═════ Passage ═════
The Gore organization had already disbanded.
As during the election and the recounts, the Republicans were fighting as
hard as they could — no holds
barred — while the Democrats
defaulted.
Even so, during the Consortium ballot study the coders just found too many
Gore votes for the G.O.P. to be able to “win” again by invoking invisible
crimes and decrying nonexistent conspiracies.
It is simply false for the Consortium to claim people were unaware that the
results were developing in a way that would be highly embarrassing, at best, for
George W. Bush. The Republican observers saw the strong pro-Gore trend and
responded with typical aplomb. A G.O.P. activist accused one NORC coder of being
drunk on the job, a lie that was later disproven. Even so, Republican operatives
reportedly pressured another coder to confirm the phony allegation. The
Republicans yelled about the quality of the coders, screamed about the treachery
of the process, and threw temper tantrums about the unfairness of it all. Of
course, they offered no proof of their slanderous charges. Though the G.O.P.
observers were publicly panicking as the trend continued strongly against them,
the Consortium observers in the very same rooms claim to be completely unaware
of who was winning.
The members of the Consortium have a sufficient interest in this matter that
they collectively have paid millions of dollars to subsidize the ballot study.
The media organizations that comprise the Consortium employ hundreds of
experienced journalists who possess expertise in gathering information. A number
of their most able journalists were eyewitnesses to what was happening in the
coding rooms. And yet, the Consortium pleads total ignorance of who was
gaining votes during the NORC coding process.
Dan Keating was the Washington Post
on-site editor for the ballot study. In an interview with MakeThemAccountable,
he said, “We intentionally blinded
ourselves to the information.”
═════
### Directions
a: Revise the ballot study passage, giving the stretch from "It is simply" through "who was winning." again with "temper tantrums" changed to "angry outbursts".
b: Answer these questions from the ballot study passage:
(i) Whom did a G.O.P. activist accuse of being drunk on the job?
(ii) How much have the Consortium members collectively paid to subsidize the ballot study?
(iii) What role did Dan Keating have in the ballot study?
c: Based on the ballot study passage, say whether each statement agrees with it:
(i) The claim that a coder was drunk was later shown to be false.
(ii) The Republicans offered proof of their charges about the coders.
(iii) Dan Keating said the Post deliberately kept itself from the information.
═════ Source material ═════
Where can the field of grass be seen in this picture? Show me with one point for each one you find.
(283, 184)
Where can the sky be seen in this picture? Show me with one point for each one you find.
═════
### Outputs in order
a:
It is simply false for the Consortium to claim people were unaware that the
results were developing in a way that would be highly embarrassing, at best, for
George W. Bush. The Republican observers saw the strong pro-Gore trend and
responded with typical aplomb. A G.O.P. activist accused one NORC coder of being
drunk on the job, a lie that was later disproven. Even so, Republican operatives
reportedly pressured another coder to confirm the phony allegation. The
Republicans yelled about the quality of the coders, screamed about the treachery
of the process, and threw angry outbursts about the unfairness of it all. Of
course, they offered no proof of their slanderous charges. Though the G.O.P.
observers were publicly panicking as the trend continued strongly against them,
the Consortium observers in the very same rooms claim to be completely unaware
of who was winning.

b:
(i) One NORC coder.
(ii) Millions of dollars.
(iii) He was the Washington Post on-site editor for the ballot study.

c:
(i) Yes: "a lie that was later disproven"
(ii) No: "Of course, they offered no proof of their slanderous charges."
(iii) Yes: "We intentionally blinded ourselves to the information."